**Extracted text**
--

Intracerebral potentials to rare target and distractor auditory and visual stimuli. III. Frontal cortex

Affiliations

Intracerebral potentials to rare target and distractor auditory and visual stimuli. III. Frontal cortex

P Baudena et al. Electroencephalogr Clin Neurophysiol. 1995 Apr.

Abstract

Evoked potentials (EPs) were recorded from 991 frontal and peri-rolandic sites (106 electrodes) in 36 patients during an auditory discrimination task with target and non-target (distractor) rare stimuli. Variants of this task explored the effects of attention, dishabituation and stimulus characteristics (including modality). Rare stimuli evoked a widespread triphasic waveform with negative, positive and negative peaks at about 210, 280 and 390 msec, respectively. This waveform was identified with the scalp EP complex termed the N2a/P3a/slow wave and associated with orienting. It was evoked by rare target and distractor auditory and visual stimuli, as well as by rare stimulus repetitions or omissions. Across most frontal trajectories, N2a/P3a/SW amplitudes changed only slowly with distance. However, large (120 microV) P3as with steep voltage gradients were observed laterally, especially near the inferior frontal sulcus, and clear inversions of the P3a were noted in the orbito-frontal and the anterior cingulate cortices. The frontal P3a was earlier to distractor than to target stimuli, but only in some sites and with a latency difference much smaller than that observed at the scalp. Frontal P3a latencies were significantly shorter than those recorded simultaneously at the scalp and often were also shorter than P3a latency in the parietal or temporal lobes. In summary, this study demonstrates an early P3a-like activity that polarity inverts over short distances in the medial frontal lobe, and that it has a significantly shorter latency than similar potentials recorded in the temporal and parietal cortices.

--

**Data extract**
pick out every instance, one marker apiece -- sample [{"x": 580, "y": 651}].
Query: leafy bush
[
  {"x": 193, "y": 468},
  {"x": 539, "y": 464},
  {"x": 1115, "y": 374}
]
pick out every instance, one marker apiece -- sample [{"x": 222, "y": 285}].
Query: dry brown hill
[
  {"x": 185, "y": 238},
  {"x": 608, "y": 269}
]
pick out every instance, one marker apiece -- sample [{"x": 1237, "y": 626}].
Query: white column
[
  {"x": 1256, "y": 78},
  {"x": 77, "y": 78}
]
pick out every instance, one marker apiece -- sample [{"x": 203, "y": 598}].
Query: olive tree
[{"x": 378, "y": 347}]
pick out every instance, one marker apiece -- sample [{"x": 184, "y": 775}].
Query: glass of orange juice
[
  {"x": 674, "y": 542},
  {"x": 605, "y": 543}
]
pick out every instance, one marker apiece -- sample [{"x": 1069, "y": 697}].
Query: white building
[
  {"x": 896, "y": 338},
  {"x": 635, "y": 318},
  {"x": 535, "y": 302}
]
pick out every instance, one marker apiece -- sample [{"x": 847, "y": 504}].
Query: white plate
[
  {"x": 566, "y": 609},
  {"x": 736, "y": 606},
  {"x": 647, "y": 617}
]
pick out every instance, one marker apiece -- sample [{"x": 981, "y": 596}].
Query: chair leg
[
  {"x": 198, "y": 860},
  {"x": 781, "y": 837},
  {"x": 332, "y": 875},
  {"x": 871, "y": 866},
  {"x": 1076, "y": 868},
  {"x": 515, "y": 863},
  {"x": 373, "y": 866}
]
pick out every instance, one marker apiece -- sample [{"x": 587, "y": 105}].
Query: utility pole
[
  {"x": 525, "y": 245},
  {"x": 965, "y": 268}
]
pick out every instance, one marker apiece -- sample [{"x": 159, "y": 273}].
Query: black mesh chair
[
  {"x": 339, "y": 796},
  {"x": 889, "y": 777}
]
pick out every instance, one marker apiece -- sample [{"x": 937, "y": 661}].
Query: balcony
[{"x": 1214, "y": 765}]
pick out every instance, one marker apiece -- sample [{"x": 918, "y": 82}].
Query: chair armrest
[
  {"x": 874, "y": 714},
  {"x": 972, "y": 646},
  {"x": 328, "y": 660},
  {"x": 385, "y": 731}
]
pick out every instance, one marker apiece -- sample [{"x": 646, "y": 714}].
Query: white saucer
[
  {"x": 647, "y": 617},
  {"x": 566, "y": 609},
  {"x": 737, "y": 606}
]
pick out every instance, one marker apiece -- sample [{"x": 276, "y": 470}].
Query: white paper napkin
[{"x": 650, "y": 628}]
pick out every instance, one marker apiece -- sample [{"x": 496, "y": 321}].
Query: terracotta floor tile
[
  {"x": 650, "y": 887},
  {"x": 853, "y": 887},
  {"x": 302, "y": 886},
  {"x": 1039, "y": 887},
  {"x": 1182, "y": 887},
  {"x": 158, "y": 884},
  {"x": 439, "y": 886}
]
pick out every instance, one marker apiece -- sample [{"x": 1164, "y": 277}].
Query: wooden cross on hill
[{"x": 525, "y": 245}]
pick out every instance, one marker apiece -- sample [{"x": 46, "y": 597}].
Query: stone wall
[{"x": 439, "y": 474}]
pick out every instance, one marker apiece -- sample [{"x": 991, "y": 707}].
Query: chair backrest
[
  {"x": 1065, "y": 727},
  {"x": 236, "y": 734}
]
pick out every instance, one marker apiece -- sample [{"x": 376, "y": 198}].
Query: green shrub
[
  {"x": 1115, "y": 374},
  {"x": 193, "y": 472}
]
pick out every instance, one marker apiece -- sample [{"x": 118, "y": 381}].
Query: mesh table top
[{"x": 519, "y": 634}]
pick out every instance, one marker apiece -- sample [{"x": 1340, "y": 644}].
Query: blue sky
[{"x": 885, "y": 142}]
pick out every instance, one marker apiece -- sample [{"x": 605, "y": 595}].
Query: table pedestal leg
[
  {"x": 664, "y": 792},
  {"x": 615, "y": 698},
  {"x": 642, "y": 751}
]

--

**Problem statement**
Please write out the passage on intracerebral potentials again, starting with "Affiliations" and going on through "Neurophysiol. 1995 Apr.", and swap "Frontal cortex" for "Frontal lobe".

**Problem solution**
Affiliations

Intracerebral potentials to rare target and distractor auditory and visual stimuli. III. Frontal lobe

P Baudena et al. Electroencephalogr Clin Neurophysiol. 1995 Apr.